--- Begin GIVEN RECORDS ---
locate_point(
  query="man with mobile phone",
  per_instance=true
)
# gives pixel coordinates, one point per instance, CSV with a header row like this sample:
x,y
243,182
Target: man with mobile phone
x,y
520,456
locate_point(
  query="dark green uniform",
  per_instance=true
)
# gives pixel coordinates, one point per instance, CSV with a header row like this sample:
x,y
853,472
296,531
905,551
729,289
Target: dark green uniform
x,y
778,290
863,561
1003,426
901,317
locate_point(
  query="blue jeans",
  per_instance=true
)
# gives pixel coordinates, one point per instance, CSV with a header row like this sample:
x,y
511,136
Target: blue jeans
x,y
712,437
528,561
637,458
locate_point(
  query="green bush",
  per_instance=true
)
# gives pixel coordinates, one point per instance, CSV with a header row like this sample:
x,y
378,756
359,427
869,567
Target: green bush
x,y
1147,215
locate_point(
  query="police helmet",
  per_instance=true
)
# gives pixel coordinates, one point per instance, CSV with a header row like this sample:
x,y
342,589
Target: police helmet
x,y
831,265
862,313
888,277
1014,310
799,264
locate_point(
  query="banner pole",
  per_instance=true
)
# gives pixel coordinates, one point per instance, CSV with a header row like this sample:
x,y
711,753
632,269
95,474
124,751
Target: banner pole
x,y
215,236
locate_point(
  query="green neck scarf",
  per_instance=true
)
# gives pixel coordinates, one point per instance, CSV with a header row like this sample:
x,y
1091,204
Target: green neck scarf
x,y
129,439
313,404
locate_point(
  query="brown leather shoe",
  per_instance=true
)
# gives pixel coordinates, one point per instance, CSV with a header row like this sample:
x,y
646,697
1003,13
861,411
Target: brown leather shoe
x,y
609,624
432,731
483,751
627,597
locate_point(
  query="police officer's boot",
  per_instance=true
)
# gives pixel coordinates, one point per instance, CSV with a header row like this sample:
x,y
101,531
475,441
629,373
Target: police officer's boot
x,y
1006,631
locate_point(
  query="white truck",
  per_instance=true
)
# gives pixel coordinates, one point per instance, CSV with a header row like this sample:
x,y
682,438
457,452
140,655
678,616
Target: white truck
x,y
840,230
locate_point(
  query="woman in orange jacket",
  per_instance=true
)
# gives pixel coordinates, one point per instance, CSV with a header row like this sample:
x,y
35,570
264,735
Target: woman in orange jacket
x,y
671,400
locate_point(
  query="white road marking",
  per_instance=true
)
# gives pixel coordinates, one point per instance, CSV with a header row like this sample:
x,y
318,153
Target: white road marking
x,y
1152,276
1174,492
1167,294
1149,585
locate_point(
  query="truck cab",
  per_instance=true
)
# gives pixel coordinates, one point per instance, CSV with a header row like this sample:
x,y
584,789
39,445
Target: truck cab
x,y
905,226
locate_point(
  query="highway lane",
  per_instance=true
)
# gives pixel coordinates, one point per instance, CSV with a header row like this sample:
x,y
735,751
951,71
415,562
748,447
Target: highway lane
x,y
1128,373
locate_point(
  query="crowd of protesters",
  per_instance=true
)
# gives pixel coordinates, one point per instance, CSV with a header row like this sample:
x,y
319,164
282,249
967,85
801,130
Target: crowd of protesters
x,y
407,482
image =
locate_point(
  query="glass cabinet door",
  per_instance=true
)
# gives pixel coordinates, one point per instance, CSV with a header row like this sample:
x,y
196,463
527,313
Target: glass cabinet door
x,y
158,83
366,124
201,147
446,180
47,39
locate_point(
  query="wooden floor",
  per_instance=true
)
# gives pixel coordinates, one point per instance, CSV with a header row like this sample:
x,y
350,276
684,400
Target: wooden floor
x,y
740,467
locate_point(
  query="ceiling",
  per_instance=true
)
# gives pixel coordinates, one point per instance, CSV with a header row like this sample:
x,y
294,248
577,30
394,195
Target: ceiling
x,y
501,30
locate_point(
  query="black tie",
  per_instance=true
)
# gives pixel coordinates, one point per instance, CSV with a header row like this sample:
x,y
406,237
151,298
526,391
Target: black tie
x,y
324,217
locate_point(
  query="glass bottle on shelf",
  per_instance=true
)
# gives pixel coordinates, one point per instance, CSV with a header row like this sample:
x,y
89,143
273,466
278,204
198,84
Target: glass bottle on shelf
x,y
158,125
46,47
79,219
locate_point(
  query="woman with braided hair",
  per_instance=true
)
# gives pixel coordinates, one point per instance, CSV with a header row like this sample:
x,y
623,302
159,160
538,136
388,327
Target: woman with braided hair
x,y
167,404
--- End GIVEN RECORDS ---
▶ WORK INSTRUCTIONS: Take the lines above and retype all of them exactly.

▶ RIGHT ANSWER:
locate_point(
  query="man with mobile phone",
  per_instance=true
)
# gives pixel coordinates, one point per instance, CSV with a header row like this sample:
x,y
243,182
Target: man with mobile phone
x,y
520,456
locate_point(
  query="dark green uniform",
  per_instance=true
)
# gives pixel coordinates, one point per instance, CSV with a header row like this sample:
x,y
853,472
296,531
905,551
729,289
Target: dark green uniform
x,y
778,290
863,561
1003,426
901,317
locate_point(
  query="blue jeans",
  per_instance=true
)
# gives pixel coordinates, one point per instance, CSV with a header row like this sample:
x,y
511,136
Target: blue jeans
x,y
712,437
528,561
637,458
locate_point(
  query="green bush",
  per_instance=true
)
# gives pixel coordinates, one point per instance, CSV with a header row like this sample:
x,y
378,756
359,427
869,567
Target: green bush
x,y
1147,215
locate_point(
  query="police helmet",
  per_instance=true
)
# gives pixel coordinates, one point per instance, CSV with a header row like this sample:
x,y
342,589
Target: police helmet
x,y
831,265
862,313
888,277
1014,310
799,264
locate_point(
  query="banner pole",
  per_instance=true
)
# gives pixel coordinates, one point per instance, CSV with a header row like this sample:
x,y
711,753
632,269
95,474
124,751
Target: banner pole
x,y
215,236
locate_point(
  query="green neck scarf",
  per_instance=true
)
# gives pixel coordinates, one point per instance, CSV with a header row like this sample:
x,y
1091,204
Target: green neck scarf
x,y
129,439
313,404
locate_point(
  query="brown leather shoe",
  per_instance=true
)
# gives pixel coordinates, one point per instance, CSV with a header row like this sample:
x,y
646,697
1003,13
861,411
Target: brown leather shoe
x,y
609,624
432,731
483,751
627,597
locate_point(
  query="police officer's boot",
  per_instance=true
)
# gives pixel coordinates, one point per instance, CSV with a header row like this sample:
x,y
101,531
475,441
629,373
Target: police officer's boot
x,y
1006,631
locate_point(
  query="white truck",
  per_instance=true
)
# gives pixel coordinates, one point per instance, CSV with a header row like this sample:
x,y
682,438
457,452
140,655
678,616
Target: white truck
x,y
840,230
locate_point(
  query="woman in orange jacket",
  per_instance=true
)
# gives pixel coordinates, one point per instance, CSV with a header row like this sample:
x,y
35,570
264,735
Target: woman in orange jacket
x,y
671,400
locate_point(
  query="white road marking",
  per_instance=true
)
# gives pixel coordinates, one point per instance, CSV with a header row like this sample:
x,y
318,153
Target: white road marking
x,y
1152,276
1174,492
1167,294
1149,585
locate_point(
  query="truck cab",
  per_instance=true
)
# gives pixel coordinates, one point per instance, CSV with a header row like this sample:
x,y
584,789
39,445
Target: truck cab
x,y
905,226
locate_point(
  query="highway lane",
  per_instance=true
)
# gives pixel coordinates, one point per instance, CSV with a header row like this sample:
x,y
735,751
951,71
415,562
748,447
Target: highway lane
x,y
1128,373
locate_point(
  query="crowd of protesters",
  per_instance=true
)
# gives pixel coordinates, one point per instance, CSV with a header row like this sample:
x,y
319,164
282,249
967,85
801,130
Target: crowd of protesters
x,y
407,482
image =
locate_point(
  query="glass cabinet door",
  per_instance=true
)
# gives pixel coordinates, one point per instance, CSV with a header row like this sample:
x,y
196,463
527,313
Target: glass cabinet door
x,y
158,83
366,124
201,147
446,180
47,39
locate_point(
  query="wooden floor",
  per_instance=true
)
# gives pixel coordinates, one point per instance, CSV with a header row like this sample:
x,y
350,276
684,400
Target: wooden floor
x,y
740,467
locate_point(
  query="ceiling",
  per_instance=true
)
# gives pixel coordinates, one point per instance, CSV with a header row like this sample:
x,y
294,248
577,30
394,195
Target: ceiling
x,y
501,30
locate_point(
  query="black tie",
  per_instance=true
)
# gives pixel coordinates, one point per instance, CSV with a header row like this sample:
x,y
406,237
151,298
526,391
Target: black tie
x,y
324,217
locate_point(
  query="glass bottle on shelf",
  per_instance=true
)
# gives pixel coordinates, one point per instance, CSV with a header row like this sample:
x,y
89,143
273,466
278,204
198,84
Target: glass bottle on shelf
x,y
158,125
46,47
79,219
locate_point(
  query="woman with braided hair",
  per_instance=true
)
# gives pixel coordinates, one point per instance, CSV with a header row like this sample:
x,y
623,302
159,160
538,136
388,327
Target: woman with braided hair
x,y
167,404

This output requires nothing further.